PROBLEM DESCRIPTION
Return only the lines from the top of the material through the line marked by "box: [248, 331, 677, 764]", unaltered.

RECORDS

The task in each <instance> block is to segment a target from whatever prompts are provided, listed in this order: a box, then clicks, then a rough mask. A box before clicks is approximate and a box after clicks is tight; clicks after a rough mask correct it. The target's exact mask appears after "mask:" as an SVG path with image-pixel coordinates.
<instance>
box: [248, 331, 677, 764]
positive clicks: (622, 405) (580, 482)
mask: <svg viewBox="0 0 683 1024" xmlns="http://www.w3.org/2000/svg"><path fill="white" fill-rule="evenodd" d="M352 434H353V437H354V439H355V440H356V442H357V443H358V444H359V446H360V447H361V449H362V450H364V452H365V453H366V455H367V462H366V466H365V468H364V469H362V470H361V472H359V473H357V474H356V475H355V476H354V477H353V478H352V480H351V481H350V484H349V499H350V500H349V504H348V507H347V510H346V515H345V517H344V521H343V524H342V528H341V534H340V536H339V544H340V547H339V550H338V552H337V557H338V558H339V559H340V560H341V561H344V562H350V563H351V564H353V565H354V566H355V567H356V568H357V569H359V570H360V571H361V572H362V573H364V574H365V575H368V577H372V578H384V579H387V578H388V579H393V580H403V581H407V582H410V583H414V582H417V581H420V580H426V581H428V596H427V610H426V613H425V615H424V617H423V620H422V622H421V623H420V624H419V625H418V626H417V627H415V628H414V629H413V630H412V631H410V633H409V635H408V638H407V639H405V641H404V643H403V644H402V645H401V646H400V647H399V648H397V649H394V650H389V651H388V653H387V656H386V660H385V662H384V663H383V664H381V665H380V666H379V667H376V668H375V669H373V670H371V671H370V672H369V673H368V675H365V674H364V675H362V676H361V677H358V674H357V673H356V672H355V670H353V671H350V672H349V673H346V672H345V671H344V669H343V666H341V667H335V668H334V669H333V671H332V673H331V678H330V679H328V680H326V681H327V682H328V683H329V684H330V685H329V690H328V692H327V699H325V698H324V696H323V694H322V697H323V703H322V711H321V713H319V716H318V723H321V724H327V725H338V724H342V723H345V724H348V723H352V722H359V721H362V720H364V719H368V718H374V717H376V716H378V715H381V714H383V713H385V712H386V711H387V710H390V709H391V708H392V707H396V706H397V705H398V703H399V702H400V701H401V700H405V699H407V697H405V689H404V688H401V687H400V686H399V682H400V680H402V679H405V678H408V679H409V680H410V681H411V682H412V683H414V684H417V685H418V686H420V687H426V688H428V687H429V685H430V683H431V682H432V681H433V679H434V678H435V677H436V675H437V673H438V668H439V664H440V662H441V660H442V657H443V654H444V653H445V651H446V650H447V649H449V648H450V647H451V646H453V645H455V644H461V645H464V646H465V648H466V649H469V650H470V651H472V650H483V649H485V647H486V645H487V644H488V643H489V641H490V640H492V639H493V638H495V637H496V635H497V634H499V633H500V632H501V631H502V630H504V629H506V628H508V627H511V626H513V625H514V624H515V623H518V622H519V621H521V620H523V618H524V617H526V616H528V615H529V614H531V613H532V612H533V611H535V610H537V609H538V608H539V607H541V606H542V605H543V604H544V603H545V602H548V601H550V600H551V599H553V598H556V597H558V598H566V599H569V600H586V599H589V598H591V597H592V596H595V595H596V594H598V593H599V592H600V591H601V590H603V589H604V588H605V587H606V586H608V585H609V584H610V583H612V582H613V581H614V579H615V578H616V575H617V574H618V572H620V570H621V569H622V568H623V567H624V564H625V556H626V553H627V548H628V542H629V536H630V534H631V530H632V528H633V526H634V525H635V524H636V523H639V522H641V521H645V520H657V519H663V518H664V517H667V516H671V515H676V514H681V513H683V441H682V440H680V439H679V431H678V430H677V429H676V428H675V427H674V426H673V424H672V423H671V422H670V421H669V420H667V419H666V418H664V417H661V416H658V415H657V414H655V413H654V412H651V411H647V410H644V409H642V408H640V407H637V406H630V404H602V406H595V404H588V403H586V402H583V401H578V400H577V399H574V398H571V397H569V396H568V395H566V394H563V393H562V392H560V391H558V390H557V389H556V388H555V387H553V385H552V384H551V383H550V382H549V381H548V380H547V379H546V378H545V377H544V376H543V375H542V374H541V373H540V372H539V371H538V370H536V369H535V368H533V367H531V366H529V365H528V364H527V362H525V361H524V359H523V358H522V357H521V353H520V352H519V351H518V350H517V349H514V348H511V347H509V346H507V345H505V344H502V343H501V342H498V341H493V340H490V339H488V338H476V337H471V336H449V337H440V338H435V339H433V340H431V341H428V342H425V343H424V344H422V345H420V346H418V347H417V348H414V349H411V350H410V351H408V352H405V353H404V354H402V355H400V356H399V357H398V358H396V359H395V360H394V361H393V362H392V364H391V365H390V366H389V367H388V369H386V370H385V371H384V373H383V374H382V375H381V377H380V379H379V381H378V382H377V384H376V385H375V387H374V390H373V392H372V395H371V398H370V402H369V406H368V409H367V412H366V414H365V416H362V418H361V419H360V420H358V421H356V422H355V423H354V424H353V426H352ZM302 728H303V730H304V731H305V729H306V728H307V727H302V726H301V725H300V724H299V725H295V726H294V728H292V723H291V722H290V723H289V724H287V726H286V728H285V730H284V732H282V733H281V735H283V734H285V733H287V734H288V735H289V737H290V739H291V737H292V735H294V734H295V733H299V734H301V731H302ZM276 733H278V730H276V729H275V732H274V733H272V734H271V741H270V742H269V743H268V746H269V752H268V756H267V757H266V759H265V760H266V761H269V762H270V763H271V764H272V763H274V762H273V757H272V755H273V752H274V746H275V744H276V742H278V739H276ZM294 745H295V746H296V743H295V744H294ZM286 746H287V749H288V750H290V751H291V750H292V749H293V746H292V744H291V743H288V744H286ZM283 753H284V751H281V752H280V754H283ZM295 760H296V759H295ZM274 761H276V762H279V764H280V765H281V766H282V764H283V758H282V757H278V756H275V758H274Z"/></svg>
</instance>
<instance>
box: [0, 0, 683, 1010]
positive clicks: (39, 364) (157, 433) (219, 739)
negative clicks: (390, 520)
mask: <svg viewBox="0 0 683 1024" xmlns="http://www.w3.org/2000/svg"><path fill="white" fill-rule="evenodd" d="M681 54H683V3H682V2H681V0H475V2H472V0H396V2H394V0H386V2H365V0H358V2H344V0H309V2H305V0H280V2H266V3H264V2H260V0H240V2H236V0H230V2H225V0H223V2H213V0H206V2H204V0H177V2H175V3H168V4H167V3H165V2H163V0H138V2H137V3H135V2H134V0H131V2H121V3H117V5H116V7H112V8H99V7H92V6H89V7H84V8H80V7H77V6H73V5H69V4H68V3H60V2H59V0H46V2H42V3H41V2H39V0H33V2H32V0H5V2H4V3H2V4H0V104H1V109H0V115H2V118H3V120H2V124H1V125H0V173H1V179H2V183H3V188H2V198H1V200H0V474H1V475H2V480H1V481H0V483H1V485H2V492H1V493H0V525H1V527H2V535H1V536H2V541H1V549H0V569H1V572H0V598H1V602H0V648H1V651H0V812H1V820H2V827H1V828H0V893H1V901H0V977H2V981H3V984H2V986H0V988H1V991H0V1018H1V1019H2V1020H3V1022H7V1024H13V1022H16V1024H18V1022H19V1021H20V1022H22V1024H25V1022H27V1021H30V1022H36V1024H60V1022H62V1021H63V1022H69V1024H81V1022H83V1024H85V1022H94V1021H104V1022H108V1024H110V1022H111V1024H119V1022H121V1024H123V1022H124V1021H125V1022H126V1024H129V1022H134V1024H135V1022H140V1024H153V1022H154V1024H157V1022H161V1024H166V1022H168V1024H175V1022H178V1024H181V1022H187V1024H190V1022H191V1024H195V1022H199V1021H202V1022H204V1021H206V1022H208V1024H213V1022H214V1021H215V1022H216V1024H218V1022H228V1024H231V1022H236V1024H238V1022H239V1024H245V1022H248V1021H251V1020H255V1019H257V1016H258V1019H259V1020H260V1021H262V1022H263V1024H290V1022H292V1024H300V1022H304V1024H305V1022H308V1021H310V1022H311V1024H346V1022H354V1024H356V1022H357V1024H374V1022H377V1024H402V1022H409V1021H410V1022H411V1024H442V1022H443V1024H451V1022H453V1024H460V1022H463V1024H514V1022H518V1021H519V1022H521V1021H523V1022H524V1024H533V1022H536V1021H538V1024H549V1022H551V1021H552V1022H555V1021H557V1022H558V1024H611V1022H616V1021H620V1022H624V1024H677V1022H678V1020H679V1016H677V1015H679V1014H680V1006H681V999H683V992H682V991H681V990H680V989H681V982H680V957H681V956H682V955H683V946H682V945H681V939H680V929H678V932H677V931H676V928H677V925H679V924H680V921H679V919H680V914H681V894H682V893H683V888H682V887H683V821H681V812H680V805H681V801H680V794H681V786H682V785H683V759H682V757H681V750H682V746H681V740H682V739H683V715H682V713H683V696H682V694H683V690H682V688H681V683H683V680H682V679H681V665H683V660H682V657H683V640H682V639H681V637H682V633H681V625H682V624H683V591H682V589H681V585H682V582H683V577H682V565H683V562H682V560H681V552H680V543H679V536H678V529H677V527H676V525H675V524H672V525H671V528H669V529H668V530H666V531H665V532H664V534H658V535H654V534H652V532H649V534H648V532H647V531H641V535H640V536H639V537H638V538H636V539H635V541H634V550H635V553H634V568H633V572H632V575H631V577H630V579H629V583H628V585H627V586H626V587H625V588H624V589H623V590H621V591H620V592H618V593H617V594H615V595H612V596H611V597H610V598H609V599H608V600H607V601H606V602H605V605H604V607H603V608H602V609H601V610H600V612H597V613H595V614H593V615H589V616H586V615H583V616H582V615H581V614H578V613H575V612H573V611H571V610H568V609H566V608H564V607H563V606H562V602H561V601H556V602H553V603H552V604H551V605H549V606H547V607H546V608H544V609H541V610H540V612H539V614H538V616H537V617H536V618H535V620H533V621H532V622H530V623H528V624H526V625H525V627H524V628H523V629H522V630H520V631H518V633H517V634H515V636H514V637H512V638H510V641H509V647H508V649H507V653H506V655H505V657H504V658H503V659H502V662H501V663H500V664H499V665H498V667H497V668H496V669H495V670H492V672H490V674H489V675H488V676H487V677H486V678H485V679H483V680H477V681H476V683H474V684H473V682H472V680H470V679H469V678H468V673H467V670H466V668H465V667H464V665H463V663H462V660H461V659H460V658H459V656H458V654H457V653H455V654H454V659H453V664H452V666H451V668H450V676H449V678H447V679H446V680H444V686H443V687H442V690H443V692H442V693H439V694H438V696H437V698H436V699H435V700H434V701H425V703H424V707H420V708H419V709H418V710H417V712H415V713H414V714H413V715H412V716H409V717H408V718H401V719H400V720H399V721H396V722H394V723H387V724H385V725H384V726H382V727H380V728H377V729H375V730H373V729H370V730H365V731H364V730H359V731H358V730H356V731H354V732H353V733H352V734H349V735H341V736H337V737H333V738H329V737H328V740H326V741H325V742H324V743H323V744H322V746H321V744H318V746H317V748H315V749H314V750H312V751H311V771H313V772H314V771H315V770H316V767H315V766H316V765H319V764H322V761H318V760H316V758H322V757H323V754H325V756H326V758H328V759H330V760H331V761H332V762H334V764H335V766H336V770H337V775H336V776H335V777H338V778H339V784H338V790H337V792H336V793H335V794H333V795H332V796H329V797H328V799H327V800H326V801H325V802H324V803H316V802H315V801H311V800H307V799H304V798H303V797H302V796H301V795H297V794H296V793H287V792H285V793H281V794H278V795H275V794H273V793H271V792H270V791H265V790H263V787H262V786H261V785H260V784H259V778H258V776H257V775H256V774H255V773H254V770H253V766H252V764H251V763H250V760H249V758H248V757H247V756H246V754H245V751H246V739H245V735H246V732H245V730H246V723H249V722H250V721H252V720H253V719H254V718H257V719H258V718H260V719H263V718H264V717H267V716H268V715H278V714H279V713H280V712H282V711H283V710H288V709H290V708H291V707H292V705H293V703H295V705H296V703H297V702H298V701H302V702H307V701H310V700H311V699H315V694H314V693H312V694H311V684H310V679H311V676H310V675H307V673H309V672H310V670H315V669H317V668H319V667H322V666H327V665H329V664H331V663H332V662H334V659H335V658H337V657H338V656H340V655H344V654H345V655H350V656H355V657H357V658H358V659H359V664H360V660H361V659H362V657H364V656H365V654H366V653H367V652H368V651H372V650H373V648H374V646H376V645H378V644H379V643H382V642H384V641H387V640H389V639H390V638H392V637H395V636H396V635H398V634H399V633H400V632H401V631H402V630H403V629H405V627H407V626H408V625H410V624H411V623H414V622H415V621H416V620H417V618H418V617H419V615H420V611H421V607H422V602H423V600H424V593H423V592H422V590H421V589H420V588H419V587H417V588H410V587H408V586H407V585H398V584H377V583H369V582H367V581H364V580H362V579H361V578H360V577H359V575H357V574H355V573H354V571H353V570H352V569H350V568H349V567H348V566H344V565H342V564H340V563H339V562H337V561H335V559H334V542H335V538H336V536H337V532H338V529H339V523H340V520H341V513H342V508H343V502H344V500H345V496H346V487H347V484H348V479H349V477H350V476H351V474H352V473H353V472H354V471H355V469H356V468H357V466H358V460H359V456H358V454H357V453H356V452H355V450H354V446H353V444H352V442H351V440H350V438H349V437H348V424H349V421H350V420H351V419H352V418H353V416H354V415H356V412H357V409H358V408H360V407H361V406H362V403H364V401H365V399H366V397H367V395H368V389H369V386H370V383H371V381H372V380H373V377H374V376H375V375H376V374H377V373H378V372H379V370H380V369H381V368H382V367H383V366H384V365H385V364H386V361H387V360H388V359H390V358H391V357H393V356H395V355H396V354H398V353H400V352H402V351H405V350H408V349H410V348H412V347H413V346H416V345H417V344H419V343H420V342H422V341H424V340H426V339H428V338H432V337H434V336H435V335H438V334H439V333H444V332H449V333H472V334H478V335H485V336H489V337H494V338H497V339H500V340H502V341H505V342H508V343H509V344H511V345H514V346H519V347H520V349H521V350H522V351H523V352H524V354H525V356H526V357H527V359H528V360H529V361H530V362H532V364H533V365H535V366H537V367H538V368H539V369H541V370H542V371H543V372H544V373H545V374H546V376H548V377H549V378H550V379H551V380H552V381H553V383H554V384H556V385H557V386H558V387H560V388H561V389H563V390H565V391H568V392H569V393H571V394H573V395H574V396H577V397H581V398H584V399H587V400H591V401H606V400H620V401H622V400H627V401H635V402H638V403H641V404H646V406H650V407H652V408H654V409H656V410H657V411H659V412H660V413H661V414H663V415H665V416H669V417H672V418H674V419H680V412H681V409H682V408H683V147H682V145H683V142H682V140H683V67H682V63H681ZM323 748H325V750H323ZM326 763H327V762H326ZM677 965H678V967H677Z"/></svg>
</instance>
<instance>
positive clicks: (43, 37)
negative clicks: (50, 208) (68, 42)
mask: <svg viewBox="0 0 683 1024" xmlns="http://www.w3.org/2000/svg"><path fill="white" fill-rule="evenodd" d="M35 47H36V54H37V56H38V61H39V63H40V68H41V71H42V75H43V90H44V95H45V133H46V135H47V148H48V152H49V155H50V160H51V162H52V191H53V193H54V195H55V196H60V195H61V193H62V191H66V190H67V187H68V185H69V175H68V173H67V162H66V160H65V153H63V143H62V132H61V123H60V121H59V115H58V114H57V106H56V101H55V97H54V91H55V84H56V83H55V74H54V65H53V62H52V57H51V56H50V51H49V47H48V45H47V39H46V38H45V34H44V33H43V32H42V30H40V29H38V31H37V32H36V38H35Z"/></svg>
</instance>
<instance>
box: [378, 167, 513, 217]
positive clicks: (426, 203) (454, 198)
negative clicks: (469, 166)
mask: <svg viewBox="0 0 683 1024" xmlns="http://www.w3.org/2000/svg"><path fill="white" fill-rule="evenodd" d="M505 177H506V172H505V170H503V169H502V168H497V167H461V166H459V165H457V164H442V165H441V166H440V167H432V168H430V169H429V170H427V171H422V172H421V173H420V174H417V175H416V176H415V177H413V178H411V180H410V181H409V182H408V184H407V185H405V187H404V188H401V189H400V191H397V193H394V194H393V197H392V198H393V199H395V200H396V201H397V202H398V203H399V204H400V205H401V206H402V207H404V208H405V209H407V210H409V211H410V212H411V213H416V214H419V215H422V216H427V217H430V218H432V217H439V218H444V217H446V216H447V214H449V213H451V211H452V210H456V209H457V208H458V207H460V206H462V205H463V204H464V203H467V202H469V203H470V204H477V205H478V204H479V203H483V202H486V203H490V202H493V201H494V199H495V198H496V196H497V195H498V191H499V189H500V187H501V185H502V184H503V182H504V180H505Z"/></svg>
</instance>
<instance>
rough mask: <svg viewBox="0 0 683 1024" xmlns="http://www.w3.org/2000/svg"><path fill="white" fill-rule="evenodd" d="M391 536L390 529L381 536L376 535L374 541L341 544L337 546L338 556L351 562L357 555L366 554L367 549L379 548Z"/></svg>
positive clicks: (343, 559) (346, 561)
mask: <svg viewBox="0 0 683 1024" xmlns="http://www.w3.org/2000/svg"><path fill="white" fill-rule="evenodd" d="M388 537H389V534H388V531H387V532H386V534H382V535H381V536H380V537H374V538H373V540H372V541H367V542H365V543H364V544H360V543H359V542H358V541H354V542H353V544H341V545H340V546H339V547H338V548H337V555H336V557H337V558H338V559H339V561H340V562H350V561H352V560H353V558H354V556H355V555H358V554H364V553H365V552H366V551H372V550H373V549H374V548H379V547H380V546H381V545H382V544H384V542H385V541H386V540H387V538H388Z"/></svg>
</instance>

EXERCISE ANSWER
The task in each <instance> block is to segment a target from whatever prompts are provided, listed in this order: a box, then clicks, then a rough mask. A box before clicks is approximate and a box after clicks is tight; clicks after a rough mask correct it. The target's exact mask appears after "mask:" as an SVG path with image-pixel coordinates.
<instance>
box: [248, 331, 677, 764]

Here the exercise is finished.